> _WHAT NEEDS TO BE DONE_: Copy each line below in which the word "sign" occurs.

> _EXTRACTED RECORDS_:

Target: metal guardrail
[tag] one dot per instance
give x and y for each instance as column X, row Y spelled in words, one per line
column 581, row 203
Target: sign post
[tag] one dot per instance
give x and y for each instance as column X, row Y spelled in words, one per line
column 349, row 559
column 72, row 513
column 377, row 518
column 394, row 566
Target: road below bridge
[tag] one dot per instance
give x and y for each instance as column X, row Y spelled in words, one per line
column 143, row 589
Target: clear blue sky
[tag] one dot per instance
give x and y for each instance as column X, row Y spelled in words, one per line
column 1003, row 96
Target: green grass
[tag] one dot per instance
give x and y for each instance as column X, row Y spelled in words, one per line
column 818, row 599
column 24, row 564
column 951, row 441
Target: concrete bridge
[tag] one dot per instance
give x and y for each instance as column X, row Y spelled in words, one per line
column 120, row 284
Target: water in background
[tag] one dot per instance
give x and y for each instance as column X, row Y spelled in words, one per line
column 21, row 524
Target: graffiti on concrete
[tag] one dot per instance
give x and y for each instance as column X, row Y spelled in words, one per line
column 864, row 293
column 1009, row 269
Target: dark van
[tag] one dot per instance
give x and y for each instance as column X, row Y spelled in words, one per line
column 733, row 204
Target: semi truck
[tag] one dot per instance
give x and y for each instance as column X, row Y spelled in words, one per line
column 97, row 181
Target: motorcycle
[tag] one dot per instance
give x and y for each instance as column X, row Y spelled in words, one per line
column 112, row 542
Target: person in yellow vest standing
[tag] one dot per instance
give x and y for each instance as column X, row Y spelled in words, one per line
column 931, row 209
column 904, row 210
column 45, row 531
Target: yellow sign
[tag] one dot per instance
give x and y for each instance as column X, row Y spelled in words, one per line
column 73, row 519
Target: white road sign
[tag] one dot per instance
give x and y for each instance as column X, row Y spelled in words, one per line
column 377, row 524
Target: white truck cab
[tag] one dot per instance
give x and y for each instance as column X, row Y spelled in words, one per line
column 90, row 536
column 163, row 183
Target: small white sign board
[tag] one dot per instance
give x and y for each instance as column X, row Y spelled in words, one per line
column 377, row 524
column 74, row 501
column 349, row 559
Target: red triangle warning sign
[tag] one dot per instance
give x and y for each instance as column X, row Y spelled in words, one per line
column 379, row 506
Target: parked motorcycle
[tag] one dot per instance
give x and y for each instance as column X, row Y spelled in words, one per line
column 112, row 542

> _RESPONSE TO THE EXERCISE_:
Target: sign post
Target: yellow sign
Target: white road sign
Target: small white sign board
Target: red triangle warning sign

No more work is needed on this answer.